_Text under study_
The Infants Act, Mature Minor Consent and Immunization
What is “mature minor consent”?
A child under the age of 19 is called a “minor”. “Mature minor consent” refers to consent to health care given by a child who is assessed by a health care provider as having the necessary understanding to give consent. A child who is assessed by a health care provider as being capable to give consent is called a “mature minor”.
A child who is a mature minor may make their own health care decisions independent of their parents’ or guardians’ wishes. In B.C. there is no set age when a child is considered capable to give consent.
A health care provider can accept consent from the child and provide the treatment without getting consent from the parent or guardian if the health care provider is sure that the child understands:
- the need for the treatment;
- what the treatment involves; and
- the benefits and risks of having the treatment.
How does “mature minor consent” relate to immunization?

_What the task asks_
Could you continue the text on mature minor consent and immunization from where it stops?

(Source records)
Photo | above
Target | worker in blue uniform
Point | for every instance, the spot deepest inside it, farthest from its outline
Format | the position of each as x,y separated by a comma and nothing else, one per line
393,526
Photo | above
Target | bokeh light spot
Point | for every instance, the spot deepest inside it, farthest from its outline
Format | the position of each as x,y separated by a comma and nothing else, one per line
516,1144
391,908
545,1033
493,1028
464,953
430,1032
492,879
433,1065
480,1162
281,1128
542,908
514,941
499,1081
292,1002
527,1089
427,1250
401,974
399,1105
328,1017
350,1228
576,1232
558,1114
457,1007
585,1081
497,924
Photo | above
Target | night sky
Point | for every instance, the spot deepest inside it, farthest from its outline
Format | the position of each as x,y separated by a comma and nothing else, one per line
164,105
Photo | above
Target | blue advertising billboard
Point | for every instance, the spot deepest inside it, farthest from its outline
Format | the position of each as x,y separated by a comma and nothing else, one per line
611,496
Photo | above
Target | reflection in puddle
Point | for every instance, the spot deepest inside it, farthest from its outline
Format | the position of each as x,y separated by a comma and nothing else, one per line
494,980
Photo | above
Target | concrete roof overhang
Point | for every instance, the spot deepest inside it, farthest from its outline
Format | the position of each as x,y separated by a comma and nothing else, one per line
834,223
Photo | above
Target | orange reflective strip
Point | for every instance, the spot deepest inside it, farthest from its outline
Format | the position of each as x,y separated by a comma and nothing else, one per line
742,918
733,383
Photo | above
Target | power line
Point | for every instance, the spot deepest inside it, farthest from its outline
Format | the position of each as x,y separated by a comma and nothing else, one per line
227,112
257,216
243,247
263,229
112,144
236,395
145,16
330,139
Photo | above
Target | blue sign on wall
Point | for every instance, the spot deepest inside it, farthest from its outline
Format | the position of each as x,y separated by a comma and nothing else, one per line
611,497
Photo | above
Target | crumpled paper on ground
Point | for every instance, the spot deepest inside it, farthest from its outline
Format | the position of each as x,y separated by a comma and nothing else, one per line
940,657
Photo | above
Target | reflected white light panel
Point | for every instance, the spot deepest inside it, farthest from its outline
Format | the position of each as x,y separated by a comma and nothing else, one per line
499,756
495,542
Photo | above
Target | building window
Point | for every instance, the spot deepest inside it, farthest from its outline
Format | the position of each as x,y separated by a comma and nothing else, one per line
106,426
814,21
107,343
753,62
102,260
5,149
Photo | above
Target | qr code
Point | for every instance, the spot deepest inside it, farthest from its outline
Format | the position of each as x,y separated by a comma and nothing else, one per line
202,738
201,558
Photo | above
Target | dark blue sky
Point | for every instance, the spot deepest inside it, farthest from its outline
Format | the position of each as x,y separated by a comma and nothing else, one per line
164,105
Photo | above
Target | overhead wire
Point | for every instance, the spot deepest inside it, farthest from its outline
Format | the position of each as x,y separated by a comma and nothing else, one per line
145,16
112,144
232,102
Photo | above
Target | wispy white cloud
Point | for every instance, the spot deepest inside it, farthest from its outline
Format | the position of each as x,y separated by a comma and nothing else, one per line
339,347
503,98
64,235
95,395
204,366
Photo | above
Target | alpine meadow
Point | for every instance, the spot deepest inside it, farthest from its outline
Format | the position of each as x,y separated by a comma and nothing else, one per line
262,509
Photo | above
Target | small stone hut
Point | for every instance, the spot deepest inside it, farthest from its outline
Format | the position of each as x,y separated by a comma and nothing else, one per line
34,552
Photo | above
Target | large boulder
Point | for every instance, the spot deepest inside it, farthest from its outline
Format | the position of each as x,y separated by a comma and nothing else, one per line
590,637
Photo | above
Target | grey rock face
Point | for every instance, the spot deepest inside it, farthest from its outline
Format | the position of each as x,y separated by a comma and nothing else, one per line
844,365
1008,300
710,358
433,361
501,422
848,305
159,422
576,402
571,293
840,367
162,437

_Response to this exercise_
In B.C., immunizations for school aged children are given in grade 6 and grade 9. Most of the time, the vaccines are given by nurses at immunization clinics held at schools. Children may also get vaccines at a health unit, youth clinic, doctor’s office, or pharmacy. In all of these settings, a child can consent to the vaccine on their own behalf if the health care provider has determined that the child is capable of making this decision.
Although there is no set age for when a child becomes capable, common practice is for parents or guardians of children in grade 6 to give consent for their child to be immunized. However, children in grade 9 are given the opportunity to consent for themselves. Children are also able to refuse a vaccine for which their parent or guardian has consented as long as they understand the risks of not having it.
The immunization records of any child who gives their own consent will not be shared with the parent or guardian, unless the child gives permission.